▶ _About this exercise_
Nothing but an exact copy of the records is expected here.

*** Records for processing ***

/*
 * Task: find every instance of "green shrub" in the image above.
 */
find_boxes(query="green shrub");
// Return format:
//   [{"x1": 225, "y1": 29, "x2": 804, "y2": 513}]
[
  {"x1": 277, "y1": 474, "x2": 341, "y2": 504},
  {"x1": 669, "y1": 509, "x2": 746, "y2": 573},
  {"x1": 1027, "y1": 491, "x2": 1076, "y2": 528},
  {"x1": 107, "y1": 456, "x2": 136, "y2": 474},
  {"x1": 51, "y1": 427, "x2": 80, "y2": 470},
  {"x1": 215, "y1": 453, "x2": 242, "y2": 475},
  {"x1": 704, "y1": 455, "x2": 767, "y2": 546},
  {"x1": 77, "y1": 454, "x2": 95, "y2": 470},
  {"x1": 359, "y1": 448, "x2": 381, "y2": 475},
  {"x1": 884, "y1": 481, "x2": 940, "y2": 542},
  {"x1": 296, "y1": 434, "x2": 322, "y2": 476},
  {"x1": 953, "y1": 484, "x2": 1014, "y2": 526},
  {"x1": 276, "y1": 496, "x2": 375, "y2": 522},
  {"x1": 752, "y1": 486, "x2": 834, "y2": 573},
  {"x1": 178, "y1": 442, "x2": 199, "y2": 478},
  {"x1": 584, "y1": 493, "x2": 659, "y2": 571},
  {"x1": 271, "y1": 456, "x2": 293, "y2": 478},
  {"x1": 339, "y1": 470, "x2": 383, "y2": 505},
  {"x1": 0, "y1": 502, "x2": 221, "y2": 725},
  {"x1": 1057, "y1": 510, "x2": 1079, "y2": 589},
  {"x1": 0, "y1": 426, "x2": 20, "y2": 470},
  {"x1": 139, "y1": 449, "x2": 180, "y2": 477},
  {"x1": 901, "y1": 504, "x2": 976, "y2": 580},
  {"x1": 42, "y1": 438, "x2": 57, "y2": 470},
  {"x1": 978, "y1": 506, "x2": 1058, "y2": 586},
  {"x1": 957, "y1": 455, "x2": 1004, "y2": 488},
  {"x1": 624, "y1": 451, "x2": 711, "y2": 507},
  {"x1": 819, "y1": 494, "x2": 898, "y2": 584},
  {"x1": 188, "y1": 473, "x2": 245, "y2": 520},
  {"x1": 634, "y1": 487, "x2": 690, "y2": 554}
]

*** End of Records for processing ***

▶ _Task result_
/*
 * Task: find every instance of "green shrub" in the image above.
 */
find_boxes(query="green shrub");
// Return format:
//   [{"x1": 225, "y1": 29, "x2": 804, "y2": 513}]
[
  {"x1": 277, "y1": 474, "x2": 341, "y2": 504},
  {"x1": 669, "y1": 509, "x2": 746, "y2": 573},
  {"x1": 1027, "y1": 491, "x2": 1076, "y2": 528},
  {"x1": 107, "y1": 456, "x2": 136, "y2": 474},
  {"x1": 51, "y1": 427, "x2": 80, "y2": 470},
  {"x1": 215, "y1": 453, "x2": 242, "y2": 475},
  {"x1": 704, "y1": 455, "x2": 767, "y2": 546},
  {"x1": 77, "y1": 454, "x2": 95, "y2": 470},
  {"x1": 359, "y1": 448, "x2": 381, "y2": 475},
  {"x1": 884, "y1": 481, "x2": 940, "y2": 542},
  {"x1": 296, "y1": 434, "x2": 322, "y2": 476},
  {"x1": 953, "y1": 484, "x2": 1014, "y2": 526},
  {"x1": 276, "y1": 496, "x2": 375, "y2": 522},
  {"x1": 752, "y1": 486, "x2": 834, "y2": 573},
  {"x1": 178, "y1": 442, "x2": 199, "y2": 478},
  {"x1": 584, "y1": 493, "x2": 659, "y2": 571},
  {"x1": 271, "y1": 456, "x2": 293, "y2": 478},
  {"x1": 339, "y1": 470, "x2": 383, "y2": 505},
  {"x1": 0, "y1": 502, "x2": 221, "y2": 725},
  {"x1": 1057, "y1": 510, "x2": 1079, "y2": 589},
  {"x1": 0, "y1": 426, "x2": 20, "y2": 470},
  {"x1": 139, "y1": 449, "x2": 180, "y2": 477},
  {"x1": 901, "y1": 504, "x2": 976, "y2": 580},
  {"x1": 42, "y1": 438, "x2": 57, "y2": 470},
  {"x1": 978, "y1": 506, "x2": 1058, "y2": 586},
  {"x1": 957, "y1": 455, "x2": 1004, "y2": 488},
  {"x1": 624, "y1": 451, "x2": 711, "y2": 507},
  {"x1": 819, "y1": 494, "x2": 898, "y2": 584},
  {"x1": 188, "y1": 473, "x2": 245, "y2": 520},
  {"x1": 634, "y1": 487, "x2": 690, "y2": 554}
]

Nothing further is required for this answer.